> [选段内容]:
有一个人要吃A和B两种面，分别n碗；每一次用抛硬币的方式决定吃哪一种面！

求吃完面需要跑硬币的次数的期望！

PS:

dp[i][j]:表示吃了A种面 i 碗，B种面j碗的期望！

dp[i][j] = dp[i-1][j] * 0.5 + dp[i][j-1]*0.5 + 1; 因为从dp[i][j] 变为dp[i-1][j] 或者dp[i][j-1]还需要抛一次硬币！

一般来说求概率是正推，求期望是倒推的！

代码如下：（正推）

#include <cstdio>
#include <cstring>
double dp[1017][1017];
void init()
{
    dp[0][0] = 0;
    for(int i = 0; i <= 1000; i++)
    {
        dp[i][0] = 0;
        dp[0][i] = 0;
    }
    for(int i = 1; i <= 1000; i++)
    {
        for(int j = 1; j <= 1000; j++)
        {
            dp[i][j] = dp[i-1][j]*0.5 + dp[i][j-1]*0.5+1;
        }
    }
}
int main()
{
    int t;
    init();
    scanf("%d",&t);
    while(t--)
    {
        int n;
        scanf("%d",&n);
        printf("%.2lf\n",dp[n][n]);
    }
    return 0;
}

（倒推）

代码如下：

#include <cstdio>
#include <cstring>
int n;
double dp[1017][1017];
void init()
{
    memset(dp,0,sizeof(dp));
    dp[1000][1000] = 1;
    for(int i = 1000; i >= 0; i--)
    {
        for(int j = 1000; j >= 0; j--)
        {
            dp[i][j] = dp[i+1][j]*0.5 + dp[i][j+1]*0.5+1;
        }
    }
}

void cal()
{
    memset(dp,0,sizeof(dp));
    dp[n][n] = 1;
    for(int i = n-1; i >= 0; i--)
    {
        for(int j = n-1; j >= 0; j--)
        {
            dp[i][j] = dp[i+1][j]*0.5 + dp[i][j+1]*0.5+1;
        }
    }
}
int main()
{
    int t;
    scanf("%d",&t);
    init();
    while(t--)
    {
        scanf("%d",&n);
//        cal();//超时
//        printf("%.2lf\n",dp[0][0]);
        printf("%.2lf\n",dp[1000-n+1][1000-n+1]);
    }
    return 0;
}

> [待办事项]:
(a) 根据上面关于抛硬币吃面期望的这段文字，判断下列三个说法是否与其相符，每项回答"是"或"否"，并原文引出起决定作用的词句：（i）文中认为求期望一般采用正推；（ii）dp[i][j] 表示吃了A种面 i 碗、B种面 j 碗的期望；（iii）倒推代码中调用 cal() 的那一行被注明会超时。
(b) 请将列表中从开头到包含"[26,34,37,42]"的那一行（两端都算在内）重新写出，标注要求一并保留，并把答案里的每个边框坐标都加上34进行平移。只输出这一段，图片不要写进答案。

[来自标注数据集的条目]
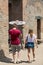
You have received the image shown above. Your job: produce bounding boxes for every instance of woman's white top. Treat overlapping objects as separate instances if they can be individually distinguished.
[26,34,37,42]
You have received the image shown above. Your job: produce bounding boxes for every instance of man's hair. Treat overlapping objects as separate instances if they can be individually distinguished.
[28,29,33,33]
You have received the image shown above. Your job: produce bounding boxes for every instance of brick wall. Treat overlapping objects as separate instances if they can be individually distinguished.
[0,0,8,55]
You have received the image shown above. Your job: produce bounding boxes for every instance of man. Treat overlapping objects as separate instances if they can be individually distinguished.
[9,23,21,63]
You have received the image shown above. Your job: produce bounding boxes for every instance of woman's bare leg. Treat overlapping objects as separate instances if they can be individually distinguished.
[32,48,35,59]
[28,48,30,62]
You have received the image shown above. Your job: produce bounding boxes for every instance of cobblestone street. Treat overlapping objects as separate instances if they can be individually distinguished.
[0,43,43,65]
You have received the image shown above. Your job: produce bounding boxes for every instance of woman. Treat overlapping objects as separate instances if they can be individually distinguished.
[25,29,38,62]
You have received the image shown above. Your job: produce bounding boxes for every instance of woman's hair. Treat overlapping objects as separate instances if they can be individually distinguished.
[28,29,33,34]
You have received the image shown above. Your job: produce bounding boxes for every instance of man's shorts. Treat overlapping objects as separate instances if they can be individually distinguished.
[11,45,21,53]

> [任务结果]:
(a)
（i）否："一般来说求概率是正推，求期望是倒推的"
（ii）是："dp[i][j]:表示吃了A种面 i 碗，B种面j碗的期望"
（iii）是："cal();//超时"

(b)
You have received the image shown above. Your job: produce bounding boxes for every instance of woman's white top. Treat overlapping objects as separate instances if they can be individually distinguished.
[60,68,71,76]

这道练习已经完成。